:: DOCUMENT SECTION ::

IPv6

Internet Protocol version 6

Synopsis:

#include <sys/socket.h>
#include <netinet/in.h>

int socket( AF_INET6, 
            SOCK_RAW, 
            proto );

Description:

The IP6 protocol is the network-layer protocol used by the Internet Protocol version 6 family (AF_INET6). Options may be set at the IP6 level when using higher-level protocols based on IP6 (such as TCP and UDP). It may also be accessed through a "raw socket" when developing new protocols, or special-purpose applications.

There are several IP6-level setsockopt() and getsockopt() options. They're separated into the basic IP6 sockets API (defined in RFC 2553), and the advanced API (defined in RFC 2292). The basic API looks very similar to the API presented in IP. The advanced API uses ancillary data and can handle more complex cases.

Note: Specifying some of the socket options requires root privileges.

Basic IP6 sockets API

You can use the IPV6_UNICAST_HOPS option to set the hoplimit field in the IP6 header on unicast packets. If you specify -1, the socket manager uses the default value. If you specify a value of 0 to 255, the packet uses the specified value as it hoplimit. Other values are considered invalid and result in an error code of EINVAL. For example:

int hlim = 60;    /* max = 255 */
setsockopt( s, IPPROTO_IPV6, IPV6_UNICAST_HOPS,
            &hlim, sizeof(hlim) );

The IP6 multicasting is supported only on AF_INET6 sockets of type SOCK_DGRAM and SOCK_RAW, and only on networks where the interface driver supports multicasting.

The IPV6_MULTICAST_HOPS option changes the hoplimit for outgoing multicast datagrams in order to control the scope of the multicasts:

unsigned int hlim; /* range: 0 to 255, default = 1 */
setsockopt( s, IPPROTO_IPV6, IPV6_MULTICAST_HOPS,
            &hlim, sizeof(hlim) );

Datagrams with a hoplimit of 1 aren't forwarded beyond the local network. Multicast datagrams with a hoplimit of 0 won't be transmitted on any network, but may be delivered locally if the sending host belongs to the destination group and if multicast loopback hasn't been disabled on the sending socket (see below). Multicast datagrams with a hoplimit greater than 1 may be forwarded to other networks if a multicast router is attached to the local network.

For hosts with multiple interfaces, each multicast transmission is sent from the primary network interface. The IPV6_MULTICAST_IF option overrides the default for subsequent transmissions from a given socket:

unsigned int outif;
outif = if_nametoindex("ne0");
setsockopt( s, IPPROTO_IPV6, IPV6_MULTICAST_IF,
            &outif, sizeof(outif) );

(The outif argument is an interface index of the desired interface, or 0 to specify the default interface.)

:::

— STATED PROBLEM —
Can you output the part of the IPv6 page between "You can use" and "driver supports multicasting.", inclusive, copied word for word?

:: INFORMATION SUPPLIED ::

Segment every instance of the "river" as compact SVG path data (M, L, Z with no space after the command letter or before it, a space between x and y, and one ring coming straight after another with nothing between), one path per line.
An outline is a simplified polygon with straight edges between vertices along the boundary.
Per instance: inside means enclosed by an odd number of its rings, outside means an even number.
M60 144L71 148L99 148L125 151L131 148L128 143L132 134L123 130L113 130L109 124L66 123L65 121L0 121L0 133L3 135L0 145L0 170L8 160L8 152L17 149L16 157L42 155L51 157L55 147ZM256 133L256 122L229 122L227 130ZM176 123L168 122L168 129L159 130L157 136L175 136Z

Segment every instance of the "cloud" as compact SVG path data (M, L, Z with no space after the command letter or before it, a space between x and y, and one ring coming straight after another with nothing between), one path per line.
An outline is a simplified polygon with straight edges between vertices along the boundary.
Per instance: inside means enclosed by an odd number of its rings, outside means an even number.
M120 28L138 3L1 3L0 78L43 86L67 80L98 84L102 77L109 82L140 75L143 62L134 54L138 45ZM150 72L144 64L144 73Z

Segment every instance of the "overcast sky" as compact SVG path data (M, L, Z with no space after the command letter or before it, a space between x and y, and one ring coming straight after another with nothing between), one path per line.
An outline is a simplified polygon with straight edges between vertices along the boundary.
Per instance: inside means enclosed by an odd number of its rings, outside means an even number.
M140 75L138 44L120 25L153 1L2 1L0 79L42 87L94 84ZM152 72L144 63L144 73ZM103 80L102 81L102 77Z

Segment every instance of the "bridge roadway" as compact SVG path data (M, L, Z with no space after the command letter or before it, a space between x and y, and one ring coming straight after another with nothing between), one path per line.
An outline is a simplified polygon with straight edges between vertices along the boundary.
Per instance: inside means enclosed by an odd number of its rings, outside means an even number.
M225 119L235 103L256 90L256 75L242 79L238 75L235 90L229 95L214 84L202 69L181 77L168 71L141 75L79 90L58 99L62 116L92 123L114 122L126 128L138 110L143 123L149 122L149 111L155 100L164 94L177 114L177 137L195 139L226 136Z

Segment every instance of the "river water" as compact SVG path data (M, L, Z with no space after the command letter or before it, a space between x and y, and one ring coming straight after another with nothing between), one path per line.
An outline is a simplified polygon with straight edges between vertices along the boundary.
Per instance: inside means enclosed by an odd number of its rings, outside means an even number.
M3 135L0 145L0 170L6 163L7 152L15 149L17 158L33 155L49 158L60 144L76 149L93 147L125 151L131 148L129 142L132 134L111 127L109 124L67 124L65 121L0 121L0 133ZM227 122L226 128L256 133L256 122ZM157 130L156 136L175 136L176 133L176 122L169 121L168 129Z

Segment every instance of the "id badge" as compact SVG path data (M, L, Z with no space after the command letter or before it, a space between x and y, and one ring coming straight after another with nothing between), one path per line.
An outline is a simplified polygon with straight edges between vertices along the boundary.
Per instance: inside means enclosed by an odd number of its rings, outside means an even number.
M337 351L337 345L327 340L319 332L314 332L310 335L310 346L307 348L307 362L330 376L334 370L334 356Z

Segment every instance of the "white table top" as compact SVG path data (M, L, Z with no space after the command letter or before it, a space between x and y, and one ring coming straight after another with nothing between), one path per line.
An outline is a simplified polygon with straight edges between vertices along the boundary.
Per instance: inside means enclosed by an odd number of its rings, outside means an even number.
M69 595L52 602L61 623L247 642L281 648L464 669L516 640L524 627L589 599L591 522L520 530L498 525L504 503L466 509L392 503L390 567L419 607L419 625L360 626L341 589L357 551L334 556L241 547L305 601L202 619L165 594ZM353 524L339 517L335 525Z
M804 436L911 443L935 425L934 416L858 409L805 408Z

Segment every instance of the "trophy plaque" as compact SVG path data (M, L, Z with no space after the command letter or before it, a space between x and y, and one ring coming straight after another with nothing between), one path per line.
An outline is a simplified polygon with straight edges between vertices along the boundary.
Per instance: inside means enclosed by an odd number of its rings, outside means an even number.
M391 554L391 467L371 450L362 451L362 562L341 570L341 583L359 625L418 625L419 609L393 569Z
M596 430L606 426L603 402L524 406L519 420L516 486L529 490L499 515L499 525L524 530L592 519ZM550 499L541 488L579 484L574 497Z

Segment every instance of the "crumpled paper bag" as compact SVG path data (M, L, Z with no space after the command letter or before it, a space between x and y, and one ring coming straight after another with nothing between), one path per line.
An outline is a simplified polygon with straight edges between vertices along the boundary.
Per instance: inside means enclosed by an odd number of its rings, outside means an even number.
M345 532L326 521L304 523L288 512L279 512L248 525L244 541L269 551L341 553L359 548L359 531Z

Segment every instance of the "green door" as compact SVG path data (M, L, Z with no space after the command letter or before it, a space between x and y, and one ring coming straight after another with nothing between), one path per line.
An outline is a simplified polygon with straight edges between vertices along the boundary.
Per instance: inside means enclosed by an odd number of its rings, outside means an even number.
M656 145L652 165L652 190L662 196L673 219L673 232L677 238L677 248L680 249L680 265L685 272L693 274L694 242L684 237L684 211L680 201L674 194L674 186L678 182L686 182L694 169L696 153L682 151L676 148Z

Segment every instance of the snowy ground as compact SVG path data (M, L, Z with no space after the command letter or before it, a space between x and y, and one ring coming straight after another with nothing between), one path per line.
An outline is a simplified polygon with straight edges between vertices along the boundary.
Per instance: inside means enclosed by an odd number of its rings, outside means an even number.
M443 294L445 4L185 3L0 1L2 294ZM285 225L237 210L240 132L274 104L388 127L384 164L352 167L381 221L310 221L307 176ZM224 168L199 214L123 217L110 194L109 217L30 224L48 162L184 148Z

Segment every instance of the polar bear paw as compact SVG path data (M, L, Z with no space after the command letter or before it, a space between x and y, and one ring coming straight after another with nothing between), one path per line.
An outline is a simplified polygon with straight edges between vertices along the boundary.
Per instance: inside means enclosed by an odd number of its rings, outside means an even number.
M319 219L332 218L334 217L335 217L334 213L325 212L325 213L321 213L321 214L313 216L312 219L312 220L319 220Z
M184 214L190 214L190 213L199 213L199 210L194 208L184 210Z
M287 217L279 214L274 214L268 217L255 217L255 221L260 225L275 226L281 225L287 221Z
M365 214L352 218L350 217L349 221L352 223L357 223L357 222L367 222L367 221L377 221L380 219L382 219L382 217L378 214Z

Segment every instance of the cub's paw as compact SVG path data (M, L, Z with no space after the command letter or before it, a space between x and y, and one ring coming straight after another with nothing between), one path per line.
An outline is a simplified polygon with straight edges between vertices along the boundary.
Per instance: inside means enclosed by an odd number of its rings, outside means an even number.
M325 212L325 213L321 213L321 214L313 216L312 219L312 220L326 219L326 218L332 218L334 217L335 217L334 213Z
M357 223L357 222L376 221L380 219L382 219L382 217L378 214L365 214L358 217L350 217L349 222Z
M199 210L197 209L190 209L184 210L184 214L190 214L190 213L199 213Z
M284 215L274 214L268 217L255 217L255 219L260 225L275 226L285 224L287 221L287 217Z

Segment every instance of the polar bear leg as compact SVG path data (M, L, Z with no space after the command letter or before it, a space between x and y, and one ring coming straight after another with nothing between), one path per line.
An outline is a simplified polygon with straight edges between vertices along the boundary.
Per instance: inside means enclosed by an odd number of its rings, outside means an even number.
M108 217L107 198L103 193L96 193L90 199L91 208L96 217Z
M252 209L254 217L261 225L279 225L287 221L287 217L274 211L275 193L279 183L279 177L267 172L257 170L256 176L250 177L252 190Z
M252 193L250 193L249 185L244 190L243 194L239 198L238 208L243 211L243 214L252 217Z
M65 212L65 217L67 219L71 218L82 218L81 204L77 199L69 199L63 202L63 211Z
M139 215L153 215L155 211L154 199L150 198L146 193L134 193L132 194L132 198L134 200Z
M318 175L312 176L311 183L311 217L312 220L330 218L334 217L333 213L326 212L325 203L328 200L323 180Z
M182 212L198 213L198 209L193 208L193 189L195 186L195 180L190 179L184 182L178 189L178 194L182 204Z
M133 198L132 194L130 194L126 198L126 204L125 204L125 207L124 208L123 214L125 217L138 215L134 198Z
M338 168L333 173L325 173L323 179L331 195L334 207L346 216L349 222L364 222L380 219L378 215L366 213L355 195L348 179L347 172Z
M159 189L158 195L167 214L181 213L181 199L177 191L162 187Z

:::

— EXERCISE ANSWER —
You can use the IPV6_UNICAST_HOPS option to set the hoplimit field in the IP6 header on unicast packets. If you specify -1, the socket manager uses the default value. If you specify a value of 0 to 255, the packet uses the specified value as it hoplimit. Other values are considered invalid and result in an error code of EINVAL. For example:

int hlim = 60;    /* max = 255 */
setsockopt( s, IPPROTO_IPV6, IPV6_UNICAST_HOPS,
            &hlim, sizeof(hlim) );

The IP6 multicasting is supported only on AF_INET6 sockets of type SOCK_DGRAM and SOCK_RAW, and only on networks where the interface driver supports multicasting.